TASK OBJECTIVE
Transcribe the records that follow in their entirety, omitting any pictures.

DATA FOR THIS TASK
━━━
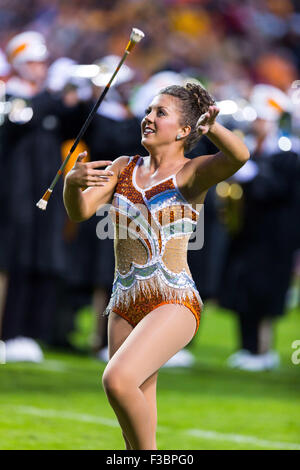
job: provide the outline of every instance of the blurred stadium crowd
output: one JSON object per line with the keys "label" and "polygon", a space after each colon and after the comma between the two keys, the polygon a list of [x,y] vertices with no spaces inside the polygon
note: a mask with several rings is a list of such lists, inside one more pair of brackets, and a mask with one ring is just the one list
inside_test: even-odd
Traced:
{"label": "blurred stadium crowd", "polygon": [[[191,80],[207,88],[220,107],[219,122],[245,139],[251,159],[208,192],[204,247],[190,250],[188,261],[203,300],[237,314],[238,350],[228,364],[276,367],[274,319],[288,301],[299,304],[296,0],[0,1],[0,331],[7,358],[42,360],[37,341],[68,346],[76,311],[92,303],[92,349],[107,360],[101,312],[114,259],[113,241],[96,235],[102,216],[70,222],[62,181],[46,213],[35,204],[133,26],[145,39],[122,67],[80,150],[87,148],[92,160],[145,155],[139,123],[155,93]],[[203,137],[188,156],[216,151]],[[173,364],[191,360],[186,352]]]}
━━━
RESPONSE FOR THIS EXERCISE
job: provide the outline of every instance of the blurred stadium crowd
output: one JSON object per line with the keys "label" and "polygon", a space after each colon and after the comma between the two keys, the polygon a list of [x,y] vertices with no spaces inside the polygon
note: a mask with several rings is a list of such lists, inside one more pair of brackets, and a mask with one ring is just the one list
inside_test: even-odd
Traced:
{"label": "blurred stadium crowd", "polygon": [[[191,80],[207,88],[220,107],[219,122],[245,139],[251,159],[208,192],[204,247],[190,250],[188,261],[203,300],[237,314],[238,350],[228,364],[276,367],[274,319],[288,301],[299,304],[296,0],[0,1],[0,331],[7,358],[42,360],[37,341],[68,346],[76,311],[92,303],[92,349],[107,360],[101,312],[114,259],[113,241],[96,235],[102,216],[70,222],[62,181],[46,213],[35,204],[133,26],[145,39],[122,67],[80,150],[87,148],[92,160],[145,155],[139,123],[155,93]],[[203,137],[188,156],[216,151]],[[173,364],[191,360],[186,352]]]}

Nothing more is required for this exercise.